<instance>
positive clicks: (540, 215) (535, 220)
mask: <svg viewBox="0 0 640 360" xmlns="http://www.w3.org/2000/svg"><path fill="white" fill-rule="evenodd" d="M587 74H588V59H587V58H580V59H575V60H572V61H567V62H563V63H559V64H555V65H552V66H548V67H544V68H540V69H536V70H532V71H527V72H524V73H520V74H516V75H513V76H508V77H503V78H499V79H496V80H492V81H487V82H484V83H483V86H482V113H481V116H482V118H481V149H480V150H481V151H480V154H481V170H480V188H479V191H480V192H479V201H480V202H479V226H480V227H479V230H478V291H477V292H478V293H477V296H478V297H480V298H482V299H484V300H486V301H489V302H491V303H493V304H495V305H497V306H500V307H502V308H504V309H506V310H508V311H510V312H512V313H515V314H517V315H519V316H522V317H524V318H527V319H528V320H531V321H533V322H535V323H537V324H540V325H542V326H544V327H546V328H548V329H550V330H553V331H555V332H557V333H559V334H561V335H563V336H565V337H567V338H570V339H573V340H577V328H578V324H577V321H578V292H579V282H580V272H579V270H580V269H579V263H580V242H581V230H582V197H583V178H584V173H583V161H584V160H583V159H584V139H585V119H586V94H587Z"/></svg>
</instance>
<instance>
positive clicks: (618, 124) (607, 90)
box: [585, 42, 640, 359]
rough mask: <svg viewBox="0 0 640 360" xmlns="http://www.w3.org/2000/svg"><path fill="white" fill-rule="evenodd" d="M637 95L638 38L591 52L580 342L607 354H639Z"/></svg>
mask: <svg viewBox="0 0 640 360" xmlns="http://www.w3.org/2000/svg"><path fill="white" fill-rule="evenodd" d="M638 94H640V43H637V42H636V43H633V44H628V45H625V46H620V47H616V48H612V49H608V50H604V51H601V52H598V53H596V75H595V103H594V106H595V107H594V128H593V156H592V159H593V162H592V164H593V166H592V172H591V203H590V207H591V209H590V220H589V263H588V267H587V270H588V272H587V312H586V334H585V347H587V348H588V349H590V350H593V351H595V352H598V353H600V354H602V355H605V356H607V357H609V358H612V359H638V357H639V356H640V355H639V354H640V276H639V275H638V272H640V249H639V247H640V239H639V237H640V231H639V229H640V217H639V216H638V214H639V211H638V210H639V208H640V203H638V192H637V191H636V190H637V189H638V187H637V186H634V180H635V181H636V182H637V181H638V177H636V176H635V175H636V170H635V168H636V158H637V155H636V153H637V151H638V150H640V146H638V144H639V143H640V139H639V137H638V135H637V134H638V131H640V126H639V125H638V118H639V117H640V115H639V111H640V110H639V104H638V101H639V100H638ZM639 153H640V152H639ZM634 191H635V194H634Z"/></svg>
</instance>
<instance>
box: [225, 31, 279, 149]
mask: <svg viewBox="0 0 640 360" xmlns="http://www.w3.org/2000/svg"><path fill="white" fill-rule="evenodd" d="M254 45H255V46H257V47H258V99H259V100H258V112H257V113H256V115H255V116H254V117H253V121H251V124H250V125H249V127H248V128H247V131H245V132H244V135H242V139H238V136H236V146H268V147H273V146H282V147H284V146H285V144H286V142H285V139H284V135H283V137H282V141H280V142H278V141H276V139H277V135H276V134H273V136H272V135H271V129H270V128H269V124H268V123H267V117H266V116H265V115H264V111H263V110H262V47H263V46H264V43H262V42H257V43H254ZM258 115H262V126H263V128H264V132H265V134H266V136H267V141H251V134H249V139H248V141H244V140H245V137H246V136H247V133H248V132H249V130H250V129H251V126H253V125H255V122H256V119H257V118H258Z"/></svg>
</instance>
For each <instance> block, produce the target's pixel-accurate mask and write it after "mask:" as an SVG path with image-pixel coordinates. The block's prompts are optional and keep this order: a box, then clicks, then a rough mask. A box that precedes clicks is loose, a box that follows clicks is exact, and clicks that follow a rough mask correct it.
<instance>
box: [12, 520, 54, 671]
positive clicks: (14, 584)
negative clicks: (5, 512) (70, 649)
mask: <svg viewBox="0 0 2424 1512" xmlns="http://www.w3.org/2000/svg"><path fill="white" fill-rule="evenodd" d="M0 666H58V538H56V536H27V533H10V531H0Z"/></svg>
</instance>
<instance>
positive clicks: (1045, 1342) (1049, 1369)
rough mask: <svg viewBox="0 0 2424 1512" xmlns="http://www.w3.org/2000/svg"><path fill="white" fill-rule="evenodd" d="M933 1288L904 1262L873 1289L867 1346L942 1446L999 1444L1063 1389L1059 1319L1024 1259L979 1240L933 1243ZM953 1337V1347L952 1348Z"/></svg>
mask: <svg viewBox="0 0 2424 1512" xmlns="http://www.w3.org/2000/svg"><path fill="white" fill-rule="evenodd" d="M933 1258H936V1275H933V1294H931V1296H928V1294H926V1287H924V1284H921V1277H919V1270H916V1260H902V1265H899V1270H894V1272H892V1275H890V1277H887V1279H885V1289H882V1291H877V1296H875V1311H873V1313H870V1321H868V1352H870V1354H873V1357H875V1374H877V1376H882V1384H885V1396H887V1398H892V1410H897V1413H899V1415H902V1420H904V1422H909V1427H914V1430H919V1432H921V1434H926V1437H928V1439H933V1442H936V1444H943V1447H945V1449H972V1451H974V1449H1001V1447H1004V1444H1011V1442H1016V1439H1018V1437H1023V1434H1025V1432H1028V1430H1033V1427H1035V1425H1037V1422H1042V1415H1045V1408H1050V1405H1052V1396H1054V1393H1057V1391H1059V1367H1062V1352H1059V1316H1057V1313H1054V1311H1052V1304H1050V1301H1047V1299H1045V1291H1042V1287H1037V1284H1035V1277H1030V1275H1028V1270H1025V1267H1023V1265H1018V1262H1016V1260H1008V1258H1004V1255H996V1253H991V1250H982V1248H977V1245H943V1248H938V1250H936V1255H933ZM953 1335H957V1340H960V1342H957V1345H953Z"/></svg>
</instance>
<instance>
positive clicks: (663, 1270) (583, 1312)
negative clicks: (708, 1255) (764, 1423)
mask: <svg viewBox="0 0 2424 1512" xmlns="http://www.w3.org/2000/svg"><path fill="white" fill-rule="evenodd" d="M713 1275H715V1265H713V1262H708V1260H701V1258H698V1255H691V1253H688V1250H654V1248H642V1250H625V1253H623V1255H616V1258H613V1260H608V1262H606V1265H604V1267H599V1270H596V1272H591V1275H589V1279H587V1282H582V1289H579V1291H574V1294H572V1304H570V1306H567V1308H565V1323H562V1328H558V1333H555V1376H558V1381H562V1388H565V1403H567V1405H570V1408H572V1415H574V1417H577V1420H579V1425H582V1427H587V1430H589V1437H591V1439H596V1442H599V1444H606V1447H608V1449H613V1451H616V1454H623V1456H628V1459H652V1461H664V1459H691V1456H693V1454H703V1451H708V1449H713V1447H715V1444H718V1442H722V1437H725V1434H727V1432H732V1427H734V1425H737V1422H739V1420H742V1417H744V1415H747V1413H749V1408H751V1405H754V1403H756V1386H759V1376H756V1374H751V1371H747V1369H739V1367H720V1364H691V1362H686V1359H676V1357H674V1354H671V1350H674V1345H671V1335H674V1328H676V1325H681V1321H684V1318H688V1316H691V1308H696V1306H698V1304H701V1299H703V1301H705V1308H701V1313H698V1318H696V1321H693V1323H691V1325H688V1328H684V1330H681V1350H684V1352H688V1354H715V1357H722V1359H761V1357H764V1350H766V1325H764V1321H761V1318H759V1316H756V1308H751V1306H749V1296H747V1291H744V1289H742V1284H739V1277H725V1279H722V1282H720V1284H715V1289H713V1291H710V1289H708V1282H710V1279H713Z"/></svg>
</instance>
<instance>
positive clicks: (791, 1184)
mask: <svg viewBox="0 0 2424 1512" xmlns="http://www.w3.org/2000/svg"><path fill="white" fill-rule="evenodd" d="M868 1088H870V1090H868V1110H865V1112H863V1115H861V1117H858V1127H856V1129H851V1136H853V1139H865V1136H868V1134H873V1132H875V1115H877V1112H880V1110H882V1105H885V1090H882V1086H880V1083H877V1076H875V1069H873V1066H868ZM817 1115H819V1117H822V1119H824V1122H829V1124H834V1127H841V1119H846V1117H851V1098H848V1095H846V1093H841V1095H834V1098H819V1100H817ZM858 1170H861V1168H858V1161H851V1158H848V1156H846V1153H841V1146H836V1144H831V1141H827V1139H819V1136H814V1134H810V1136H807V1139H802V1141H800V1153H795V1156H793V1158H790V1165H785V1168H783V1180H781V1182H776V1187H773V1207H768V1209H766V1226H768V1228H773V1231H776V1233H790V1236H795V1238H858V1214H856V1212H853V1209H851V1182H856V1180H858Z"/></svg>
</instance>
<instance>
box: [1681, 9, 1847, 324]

○ ○ ○ ○ ○

Task to carry out. Above are some lines. Repeat exactly, and only, those from the line that has "positive clicks: (14, 584)" through the line that has "positive clicks: (663, 1270) (583, 1312)".

Finished exercise.
positive clicks: (14, 584)
negative clicks: (5, 512) (70, 649)
mask: <svg viewBox="0 0 2424 1512" xmlns="http://www.w3.org/2000/svg"><path fill="white" fill-rule="evenodd" d="M0 666H58V538H56V536H27V533H10V531H0Z"/></svg>
</instance>
<instance>
positive clicks: (1045, 1342) (1049, 1369)
rough mask: <svg viewBox="0 0 2424 1512" xmlns="http://www.w3.org/2000/svg"><path fill="white" fill-rule="evenodd" d="M933 1288L904 1262L873 1289L867 1346L942 1446L999 1444L1063 1389L1059 1319L1024 1259L979 1240L933 1243ZM953 1337V1347L952 1348Z"/></svg>
mask: <svg viewBox="0 0 2424 1512" xmlns="http://www.w3.org/2000/svg"><path fill="white" fill-rule="evenodd" d="M933 1258H936V1275H933V1294H931V1296H928V1294H926V1287H924V1284H921V1277H919V1270H916V1260H902V1265H899V1270H894V1272H892V1275H890V1277H887V1279H885V1289H882V1291H877V1296H875V1311H873V1313H870V1321H868V1352H870V1354H873V1357H875V1374H877V1376H882V1384H885V1396H887V1398H892V1410H897V1413H899V1415H902V1420H904V1422H909V1427H914V1430H919V1432H921V1434H926V1437H928V1439H933V1442H936V1444H943V1447H945V1449H972V1451H974V1449H1001V1447H1004V1444H1011V1442H1016V1439H1018V1437H1023V1434H1025V1432H1028V1430H1033V1427H1035V1425H1037V1422H1042V1415H1045V1408H1050V1405H1052V1396H1054V1393H1057V1391H1059V1367H1062V1352H1059V1316H1057V1313H1054V1311H1052V1304H1050V1301H1047V1299H1045V1291H1042V1287H1037V1284H1035V1277H1030V1275H1028V1270H1025V1267H1023V1265H1018V1262H1016V1260H1008V1258H1004V1255H996V1253H991V1250H982V1248H977V1245H943V1248H938V1250H936V1255H933ZM953 1335H957V1340H960V1342H957V1345H953Z"/></svg>
</instance>
<instance>
positive clicks: (663, 1270) (583, 1312)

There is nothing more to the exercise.